## Passage shown
===

In 2005, when the Montreal Expos became the Washington Nationals, the owner of the company I worked for, ever the marketer searching for fresh signage opportunities, became one of the franchise’s first sponsors. Back then the line was not long for companies eager to jump onto the team’s bandwagon and the price was certainly right. Moreover the partnership came with perks, and as one of our sales staff’s bigger hitters, I was able to partake in most of them.
At the time Major League Baseball owned the team. With no new ownership group yet on the horizon, the Nats’ marketing and sales department was working on a shoestring budget that year. They focused much of their efforts on making sure those who had taken the leap of faith and signed on received access to the very basic menu of goodies they had to offer. Early in the season they flew my boss and I down to Atlanta for a game against the Braves. I don’t believe we were put up in the Ritz, but the downtown hotel was more than plush. Even better was a round of golf we were treated to at a local club.
However, best of all came that evening at the game when, dining from a nice buffet in the Turner Field VIP area, Henry Aaron ambled over to our table to shake hands. I felt weak in the knees as I rose to try and make intelligent conversation with the game’s greatest living legend! As he smiled and reached his elegant hand out to me, the best I could do was “Mr. Aaron, Ernie Banks will always be my number 1 but I God you’re a very close number 2!” He smiled graciously and said simply “Ernie is a good friend. You must be from Chicago.” I started to say yes I was and saw him get no-hit by Ken Holtzman but he was already pivoting to someone else. It was more than enough.
The spring of 2005 was a great sports period for me. Tiger won his fourth green jacket at Augusta, finally beating pesky and unheralded Chris DeMarco on the first hole of sudden death; I had 50-1 winner Giacomo in the Kentucky Derby (although I only got 28-1 when I bet my $80 on him in an early March future pool and favorite Afleet Alex getting necked out of second by 70-1 Closing Argument cost me a multi-thousand exacta payoff); and I could enjoy near any Nats home game from box seats about 12 rows up from home plate. Winning or losing was beside the point. Like glorious Redskin games from years past, Metro dropped you off a stone’s throw from RFK; the whole experience couldn’t have been easier.

===

## Given problem
Reproduce word for word the stretch of the Nationals memoir from "However, best of" through "more than enough.".

Location identification items
===

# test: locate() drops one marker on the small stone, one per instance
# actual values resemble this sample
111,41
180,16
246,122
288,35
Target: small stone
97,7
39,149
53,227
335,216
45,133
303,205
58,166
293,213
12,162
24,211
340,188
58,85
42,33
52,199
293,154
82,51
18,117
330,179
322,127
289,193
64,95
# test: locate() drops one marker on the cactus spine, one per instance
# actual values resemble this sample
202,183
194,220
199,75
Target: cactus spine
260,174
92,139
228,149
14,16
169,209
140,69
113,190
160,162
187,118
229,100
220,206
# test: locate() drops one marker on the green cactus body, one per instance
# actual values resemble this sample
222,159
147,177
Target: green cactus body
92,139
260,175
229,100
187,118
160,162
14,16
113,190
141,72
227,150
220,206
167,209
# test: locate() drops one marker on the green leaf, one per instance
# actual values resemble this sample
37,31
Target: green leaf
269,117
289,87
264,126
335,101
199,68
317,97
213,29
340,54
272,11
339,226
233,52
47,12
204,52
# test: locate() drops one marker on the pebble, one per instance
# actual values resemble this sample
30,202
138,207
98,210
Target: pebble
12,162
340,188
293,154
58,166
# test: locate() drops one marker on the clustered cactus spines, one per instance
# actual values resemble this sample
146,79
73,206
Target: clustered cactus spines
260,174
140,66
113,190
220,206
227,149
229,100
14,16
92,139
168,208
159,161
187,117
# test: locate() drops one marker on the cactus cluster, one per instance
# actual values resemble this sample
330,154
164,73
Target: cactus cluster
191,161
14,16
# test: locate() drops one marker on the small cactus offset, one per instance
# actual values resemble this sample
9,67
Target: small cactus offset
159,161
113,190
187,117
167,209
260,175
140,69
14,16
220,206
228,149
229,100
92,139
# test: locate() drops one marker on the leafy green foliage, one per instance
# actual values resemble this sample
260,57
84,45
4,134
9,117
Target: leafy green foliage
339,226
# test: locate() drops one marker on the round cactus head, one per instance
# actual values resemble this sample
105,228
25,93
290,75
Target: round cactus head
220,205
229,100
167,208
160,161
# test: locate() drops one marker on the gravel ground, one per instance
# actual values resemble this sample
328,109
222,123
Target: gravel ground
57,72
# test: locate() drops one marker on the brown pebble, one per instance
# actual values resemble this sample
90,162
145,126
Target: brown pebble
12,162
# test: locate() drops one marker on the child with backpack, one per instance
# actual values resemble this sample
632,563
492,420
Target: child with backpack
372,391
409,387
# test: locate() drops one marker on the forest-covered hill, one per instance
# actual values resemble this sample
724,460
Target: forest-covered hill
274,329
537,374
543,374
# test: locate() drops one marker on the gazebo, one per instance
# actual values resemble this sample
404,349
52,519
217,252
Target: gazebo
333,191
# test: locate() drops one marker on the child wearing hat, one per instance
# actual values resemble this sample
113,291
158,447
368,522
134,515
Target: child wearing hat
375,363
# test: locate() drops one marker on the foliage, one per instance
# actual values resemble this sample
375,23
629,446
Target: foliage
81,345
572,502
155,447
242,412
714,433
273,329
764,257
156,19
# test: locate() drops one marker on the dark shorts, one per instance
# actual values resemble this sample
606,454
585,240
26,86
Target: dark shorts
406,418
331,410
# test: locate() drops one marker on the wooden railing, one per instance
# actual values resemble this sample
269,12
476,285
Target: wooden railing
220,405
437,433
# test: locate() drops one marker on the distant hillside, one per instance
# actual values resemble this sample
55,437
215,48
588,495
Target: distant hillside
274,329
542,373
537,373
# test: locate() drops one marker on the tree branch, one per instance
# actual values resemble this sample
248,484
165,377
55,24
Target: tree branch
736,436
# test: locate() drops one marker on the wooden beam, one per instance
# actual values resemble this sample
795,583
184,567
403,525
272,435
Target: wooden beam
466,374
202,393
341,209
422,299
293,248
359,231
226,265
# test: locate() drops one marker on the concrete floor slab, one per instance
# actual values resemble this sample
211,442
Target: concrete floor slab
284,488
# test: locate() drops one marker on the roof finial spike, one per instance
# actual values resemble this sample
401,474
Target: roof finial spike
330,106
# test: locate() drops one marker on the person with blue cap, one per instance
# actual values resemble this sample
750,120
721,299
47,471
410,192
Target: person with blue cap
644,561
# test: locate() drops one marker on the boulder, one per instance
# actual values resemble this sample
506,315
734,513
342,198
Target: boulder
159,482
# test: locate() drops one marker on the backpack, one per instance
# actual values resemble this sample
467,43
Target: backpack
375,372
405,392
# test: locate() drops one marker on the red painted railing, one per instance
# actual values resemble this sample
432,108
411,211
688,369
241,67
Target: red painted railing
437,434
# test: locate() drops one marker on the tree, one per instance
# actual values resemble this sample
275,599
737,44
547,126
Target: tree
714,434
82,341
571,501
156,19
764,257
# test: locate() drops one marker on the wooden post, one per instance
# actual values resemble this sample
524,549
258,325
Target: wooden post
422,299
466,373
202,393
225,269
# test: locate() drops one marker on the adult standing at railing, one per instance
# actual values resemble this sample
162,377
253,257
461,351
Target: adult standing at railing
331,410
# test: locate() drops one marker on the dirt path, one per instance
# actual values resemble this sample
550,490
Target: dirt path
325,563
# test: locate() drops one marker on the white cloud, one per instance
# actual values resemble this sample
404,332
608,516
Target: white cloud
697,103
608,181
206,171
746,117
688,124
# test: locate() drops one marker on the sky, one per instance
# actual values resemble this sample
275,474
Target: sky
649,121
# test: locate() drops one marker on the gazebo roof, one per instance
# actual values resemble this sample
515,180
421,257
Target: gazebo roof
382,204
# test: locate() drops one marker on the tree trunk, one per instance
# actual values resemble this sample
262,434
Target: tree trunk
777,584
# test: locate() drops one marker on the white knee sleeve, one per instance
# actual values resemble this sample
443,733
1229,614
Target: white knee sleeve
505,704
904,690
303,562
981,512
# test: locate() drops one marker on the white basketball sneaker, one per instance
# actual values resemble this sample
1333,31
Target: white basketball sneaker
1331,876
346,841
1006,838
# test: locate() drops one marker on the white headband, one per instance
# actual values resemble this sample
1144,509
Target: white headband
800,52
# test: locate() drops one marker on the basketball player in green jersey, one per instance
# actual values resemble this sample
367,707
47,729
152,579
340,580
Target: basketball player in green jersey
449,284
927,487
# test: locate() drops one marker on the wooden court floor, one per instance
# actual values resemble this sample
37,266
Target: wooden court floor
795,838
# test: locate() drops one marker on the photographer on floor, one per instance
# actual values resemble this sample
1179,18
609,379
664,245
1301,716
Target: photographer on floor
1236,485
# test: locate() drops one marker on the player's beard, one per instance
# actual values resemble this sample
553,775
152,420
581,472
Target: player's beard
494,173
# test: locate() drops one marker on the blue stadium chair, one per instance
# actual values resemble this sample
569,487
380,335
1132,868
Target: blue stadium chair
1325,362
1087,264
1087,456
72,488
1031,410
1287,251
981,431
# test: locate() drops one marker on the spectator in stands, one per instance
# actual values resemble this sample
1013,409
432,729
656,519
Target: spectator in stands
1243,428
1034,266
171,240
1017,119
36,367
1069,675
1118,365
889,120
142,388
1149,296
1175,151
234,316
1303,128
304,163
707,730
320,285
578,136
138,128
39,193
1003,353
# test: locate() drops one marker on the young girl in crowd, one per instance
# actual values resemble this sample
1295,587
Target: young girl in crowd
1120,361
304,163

===

## Solution for this exercise
However, best of all came that evening at the game when, dining from a nice buffet in the Turner Field VIP area, Henry Aaron ambled over to our table to shake hands. I felt weak in the knees as I rose to try and make intelligent conversation with the game’s greatest living legend! As he smiled and reached his elegant hand out to me, the best I could do was “Mr. Aaron, Ernie Banks will always be my number 1 but I God you’re a very close number 2!” He smiled graciously and said simply “Ernie is a good friend. You must be from Chicago.” I started to say yes I was and saw him get no-hit by Ken Holtzman but he was already pivoting to someone else. It was more than enough.